◆ Text section
The introduction to The Filth and the Fury,
Julien Temple’s excellent film about the Sex Pistols, takes us back to the
world of the 1970s where some young people began to realise that the narrative
of opportunity presented to them by society was a sham. They had been had. The vision of Great Britain was not
based on their dreams or talents; it was dependent on their place at the bottom
of the pile.
Fast forward to Cameron’s land of opportunity, where we are told that those same young people should now be stripped of benefits and welfare so they can focus on choosing the education and employment that they are often excluded from – not by personal choice, but by a whole set of complex circumstances that go far beyond the soundbite intelligence of modern politics. Like a 17th century quack, Cameron offers an elixir that will give us all access to a promised land of opportunity, but the magic ingredient is just more of the same shit: more hours at the Job Centre; more time on the Work Programme; more internship and apprenticeships that are not affordable; more of the failing provision and institutions of support from a Government that simply does not know how to develop people’s talents. It’s not nudging people need, it’s the time and social capital to develop their nous to navigate through the various policy traps such as the bedroom tax that continue to mess up lives.

[Stored data entries]
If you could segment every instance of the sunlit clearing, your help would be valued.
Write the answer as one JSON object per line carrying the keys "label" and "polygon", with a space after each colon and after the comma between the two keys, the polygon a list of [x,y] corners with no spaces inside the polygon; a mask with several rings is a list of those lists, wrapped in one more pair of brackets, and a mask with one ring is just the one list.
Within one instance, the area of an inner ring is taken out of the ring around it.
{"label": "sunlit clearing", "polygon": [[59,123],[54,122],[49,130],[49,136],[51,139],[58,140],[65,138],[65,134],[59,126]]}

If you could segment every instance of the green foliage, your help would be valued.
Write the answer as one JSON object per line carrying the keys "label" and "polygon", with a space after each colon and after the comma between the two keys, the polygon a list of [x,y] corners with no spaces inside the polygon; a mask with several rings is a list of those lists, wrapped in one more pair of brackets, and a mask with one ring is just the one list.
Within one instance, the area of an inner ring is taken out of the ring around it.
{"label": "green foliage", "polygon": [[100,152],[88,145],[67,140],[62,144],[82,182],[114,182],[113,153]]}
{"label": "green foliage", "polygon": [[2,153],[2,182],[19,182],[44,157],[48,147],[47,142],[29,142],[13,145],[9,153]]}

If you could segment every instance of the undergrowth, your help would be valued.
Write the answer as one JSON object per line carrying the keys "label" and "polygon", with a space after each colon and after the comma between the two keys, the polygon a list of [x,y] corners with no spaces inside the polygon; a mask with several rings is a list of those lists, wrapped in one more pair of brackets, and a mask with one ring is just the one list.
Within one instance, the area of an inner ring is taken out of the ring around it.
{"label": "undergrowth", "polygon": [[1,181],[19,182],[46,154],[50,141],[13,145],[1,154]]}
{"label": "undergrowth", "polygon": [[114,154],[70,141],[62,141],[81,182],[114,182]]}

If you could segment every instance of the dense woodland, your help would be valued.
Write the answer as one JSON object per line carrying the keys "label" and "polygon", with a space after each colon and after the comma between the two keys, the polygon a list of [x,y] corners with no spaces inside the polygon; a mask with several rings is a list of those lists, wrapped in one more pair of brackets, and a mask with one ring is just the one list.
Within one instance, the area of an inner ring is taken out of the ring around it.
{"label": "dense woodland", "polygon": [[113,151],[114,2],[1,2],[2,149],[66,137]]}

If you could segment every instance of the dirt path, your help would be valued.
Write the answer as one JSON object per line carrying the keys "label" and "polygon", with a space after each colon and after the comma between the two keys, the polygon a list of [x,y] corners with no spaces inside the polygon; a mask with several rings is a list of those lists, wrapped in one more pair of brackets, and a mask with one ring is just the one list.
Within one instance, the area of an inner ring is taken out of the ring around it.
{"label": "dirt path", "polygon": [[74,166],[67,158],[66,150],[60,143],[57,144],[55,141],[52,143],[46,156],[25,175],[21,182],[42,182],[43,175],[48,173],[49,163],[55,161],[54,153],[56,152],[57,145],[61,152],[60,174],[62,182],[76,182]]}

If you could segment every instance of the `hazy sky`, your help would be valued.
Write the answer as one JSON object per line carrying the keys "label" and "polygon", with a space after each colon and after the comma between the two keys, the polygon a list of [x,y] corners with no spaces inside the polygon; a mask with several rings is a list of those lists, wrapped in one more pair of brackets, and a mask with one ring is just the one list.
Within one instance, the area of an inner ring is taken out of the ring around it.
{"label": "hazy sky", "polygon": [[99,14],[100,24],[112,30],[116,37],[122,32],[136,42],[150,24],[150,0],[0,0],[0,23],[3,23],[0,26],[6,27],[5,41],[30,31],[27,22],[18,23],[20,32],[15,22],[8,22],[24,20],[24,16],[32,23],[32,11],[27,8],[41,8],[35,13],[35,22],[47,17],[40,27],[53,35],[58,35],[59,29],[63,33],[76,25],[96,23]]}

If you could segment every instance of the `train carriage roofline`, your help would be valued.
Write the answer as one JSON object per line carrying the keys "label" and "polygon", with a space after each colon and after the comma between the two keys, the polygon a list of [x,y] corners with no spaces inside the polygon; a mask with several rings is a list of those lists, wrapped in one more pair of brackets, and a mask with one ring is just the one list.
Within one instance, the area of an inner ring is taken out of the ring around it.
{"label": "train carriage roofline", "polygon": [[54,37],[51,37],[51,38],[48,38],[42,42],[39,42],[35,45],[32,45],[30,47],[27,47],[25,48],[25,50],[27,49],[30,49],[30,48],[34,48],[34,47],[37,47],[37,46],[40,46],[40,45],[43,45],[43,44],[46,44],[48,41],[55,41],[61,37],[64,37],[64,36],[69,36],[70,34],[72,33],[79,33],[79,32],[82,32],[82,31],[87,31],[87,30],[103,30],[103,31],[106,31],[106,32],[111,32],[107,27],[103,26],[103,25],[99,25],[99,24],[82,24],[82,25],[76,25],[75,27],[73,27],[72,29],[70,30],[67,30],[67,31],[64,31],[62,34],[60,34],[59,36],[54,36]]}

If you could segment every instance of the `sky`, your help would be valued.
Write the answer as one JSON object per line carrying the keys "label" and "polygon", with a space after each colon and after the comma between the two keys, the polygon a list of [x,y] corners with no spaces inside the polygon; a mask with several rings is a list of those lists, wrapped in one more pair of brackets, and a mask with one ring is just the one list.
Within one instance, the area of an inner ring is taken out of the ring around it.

◆ Activity
Copy the text from "The introduction to" up to and including "of the pile.", swapping "Great Britain" for "the United Kingdom". Nothing in the lines has any bearing on this.

◆ Response
The introduction to The Filth and the Fury,
Julien Temple’s excellent film about the Sex Pistols, takes us back to the
world of the 1970s where some young people began to realise that the narrative
of opportunity presented to them by society was a sham. They had been had. The vision of the United Kingdom was not
based on their dreams or talents; it was dependent on their place at the bottom
of the pile.